What this exercise asks:
- A) In the text about Git post-receive hooks, which project does the writer say must bear the brunt of Git's decision?
- B) Write out the entries from their first line through the line that contains "point(165, 292)", both ends included, offsetting every coordinate in the answer points by 18 and leaving all other lines as they are. Leave the pictures out.

BEGIN Text provided

But I guess Git already depends on perl ...
* using bash built-ins:
https://serverfault.com/questions/909153/how-to-add-multiple-post-receive-hooks-to-a-git-repository
It seems like the hooks can have multiple lines on stdin. This batch
script will invoke the hooks multiple times in that case. That might
be unfortunate. And it also doesn't detect failures.
And unfortunately, it seems like they both just describe how it
*can* be done. It is not a standard way of doing it.
I was also surprised at first, to find that this problem even
existed. Why doesn't git support multiple post-receive hooks
natively? I think I understand more now, why they would want to just
stay out of that game. Sort of unfortunate that Kallithea must bear
the brunt of that decision here.
It would be nice if there was a "standard" dispatcher (perhaps a
simple shell script) that could be installed in The Hook Location
- something that picked up multiple hook files. Instead of having
our hook call others, it would perhaps be better to install a
generic-ish hook and let it dispatch to both our hook and the
existing one.

END Text provided
BEGIN Given records

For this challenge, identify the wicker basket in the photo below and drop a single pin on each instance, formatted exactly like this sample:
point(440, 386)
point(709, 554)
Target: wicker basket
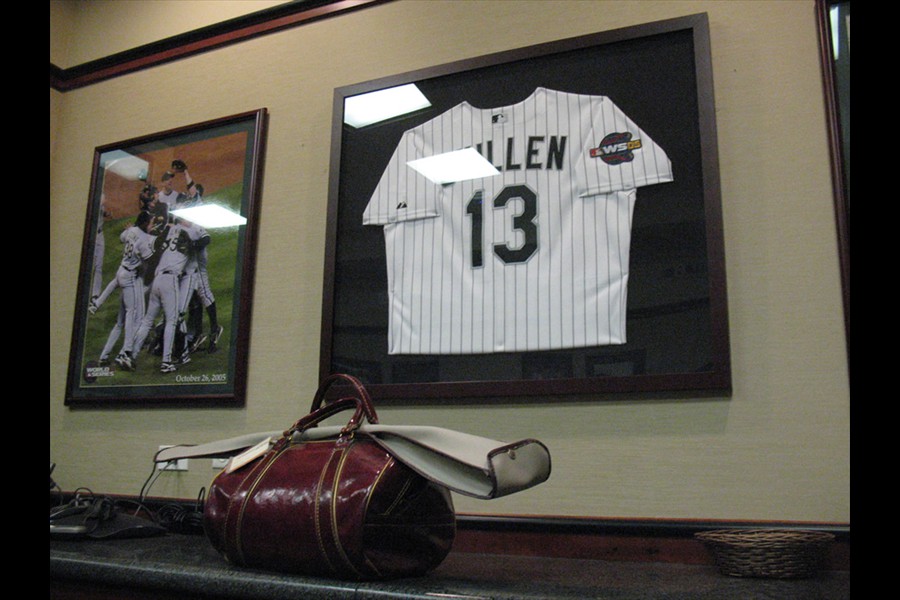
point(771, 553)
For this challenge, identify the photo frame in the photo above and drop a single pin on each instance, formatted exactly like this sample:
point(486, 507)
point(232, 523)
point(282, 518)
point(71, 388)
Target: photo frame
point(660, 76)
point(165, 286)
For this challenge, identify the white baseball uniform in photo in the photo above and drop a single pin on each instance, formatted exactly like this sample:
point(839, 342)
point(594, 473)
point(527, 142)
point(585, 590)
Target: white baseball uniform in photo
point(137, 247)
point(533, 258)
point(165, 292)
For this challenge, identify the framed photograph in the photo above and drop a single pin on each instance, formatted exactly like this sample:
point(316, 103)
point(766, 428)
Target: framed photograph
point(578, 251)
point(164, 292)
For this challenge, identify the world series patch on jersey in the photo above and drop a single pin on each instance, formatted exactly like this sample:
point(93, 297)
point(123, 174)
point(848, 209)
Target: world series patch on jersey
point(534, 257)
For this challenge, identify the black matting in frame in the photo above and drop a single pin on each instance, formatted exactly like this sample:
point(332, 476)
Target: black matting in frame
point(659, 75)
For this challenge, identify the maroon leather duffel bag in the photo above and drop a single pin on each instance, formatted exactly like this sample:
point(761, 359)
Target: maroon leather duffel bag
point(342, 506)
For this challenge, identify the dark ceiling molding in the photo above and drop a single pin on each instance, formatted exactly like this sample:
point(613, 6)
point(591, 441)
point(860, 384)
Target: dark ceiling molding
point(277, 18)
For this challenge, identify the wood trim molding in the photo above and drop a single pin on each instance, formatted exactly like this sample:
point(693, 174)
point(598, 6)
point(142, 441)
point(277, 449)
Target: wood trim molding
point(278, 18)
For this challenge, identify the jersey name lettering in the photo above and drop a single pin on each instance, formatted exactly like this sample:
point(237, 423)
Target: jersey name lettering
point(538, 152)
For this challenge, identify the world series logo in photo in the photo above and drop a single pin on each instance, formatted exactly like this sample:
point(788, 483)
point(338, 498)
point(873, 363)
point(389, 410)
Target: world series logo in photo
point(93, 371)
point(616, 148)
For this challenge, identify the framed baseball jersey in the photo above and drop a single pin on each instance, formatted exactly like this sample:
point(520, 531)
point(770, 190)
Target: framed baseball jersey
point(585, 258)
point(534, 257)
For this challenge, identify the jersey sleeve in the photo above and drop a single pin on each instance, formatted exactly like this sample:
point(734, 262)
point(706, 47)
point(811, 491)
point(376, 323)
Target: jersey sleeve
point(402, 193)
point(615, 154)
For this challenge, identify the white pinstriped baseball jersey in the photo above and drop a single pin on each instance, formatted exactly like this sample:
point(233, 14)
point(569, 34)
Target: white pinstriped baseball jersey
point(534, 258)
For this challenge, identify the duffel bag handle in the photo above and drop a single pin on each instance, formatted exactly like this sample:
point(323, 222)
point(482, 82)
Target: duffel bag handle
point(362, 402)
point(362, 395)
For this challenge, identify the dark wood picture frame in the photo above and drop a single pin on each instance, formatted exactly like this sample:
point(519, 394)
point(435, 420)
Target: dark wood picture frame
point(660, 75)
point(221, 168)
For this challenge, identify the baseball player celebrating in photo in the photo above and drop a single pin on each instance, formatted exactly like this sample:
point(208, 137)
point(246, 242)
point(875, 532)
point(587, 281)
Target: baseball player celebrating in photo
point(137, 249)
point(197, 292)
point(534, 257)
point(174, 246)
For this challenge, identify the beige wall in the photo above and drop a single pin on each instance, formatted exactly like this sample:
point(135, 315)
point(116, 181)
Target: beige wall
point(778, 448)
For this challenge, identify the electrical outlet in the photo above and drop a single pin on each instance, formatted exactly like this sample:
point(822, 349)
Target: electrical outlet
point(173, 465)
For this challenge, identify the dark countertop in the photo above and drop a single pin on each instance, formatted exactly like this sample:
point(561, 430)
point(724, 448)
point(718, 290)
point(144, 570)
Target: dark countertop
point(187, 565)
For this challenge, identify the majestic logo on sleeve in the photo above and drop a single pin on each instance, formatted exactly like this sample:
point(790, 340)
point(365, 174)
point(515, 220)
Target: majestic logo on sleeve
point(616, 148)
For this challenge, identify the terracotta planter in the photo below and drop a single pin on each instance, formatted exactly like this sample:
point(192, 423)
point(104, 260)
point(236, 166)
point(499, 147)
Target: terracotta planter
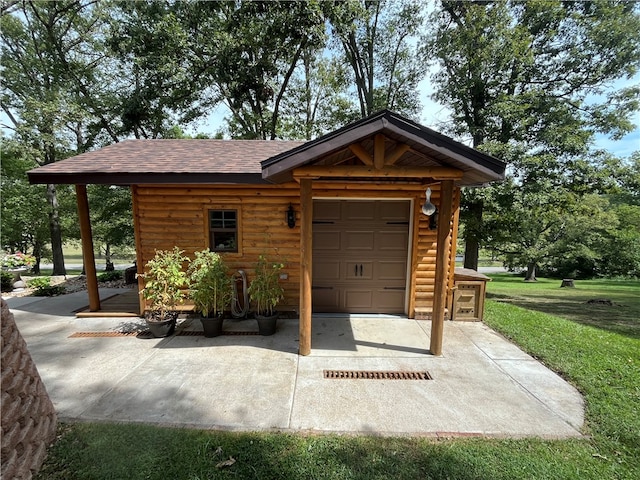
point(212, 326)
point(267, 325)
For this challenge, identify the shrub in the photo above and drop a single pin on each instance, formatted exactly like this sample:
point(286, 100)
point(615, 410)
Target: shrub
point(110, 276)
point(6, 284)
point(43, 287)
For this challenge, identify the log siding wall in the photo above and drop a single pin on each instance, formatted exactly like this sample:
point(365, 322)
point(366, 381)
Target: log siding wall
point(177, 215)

END Given records

Results:
- A) Kallithea

- B)
For this challenge, identify the wicker basket in the photo below and drop a single pin on each instance, formatted exactly like this sample:
point(440, 386)
point(709, 554)
Target: wicker basket
point(789, 571)
For this challenge, identify the photo frame in the photo above and drop a single pin on each instance, formatted exactly like this sample:
point(486, 507)
point(232, 523)
point(282, 518)
point(71, 388)
Target: photo frame
point(678, 94)
point(183, 304)
For this challenge, identify the white baseball uniform in photo in the photo above and drop a single pin on each instance, formatted exactly like this sample:
point(839, 342)
point(594, 473)
point(527, 142)
point(585, 590)
Target: white baseball uniform in photo
point(155, 265)
point(551, 276)
point(183, 310)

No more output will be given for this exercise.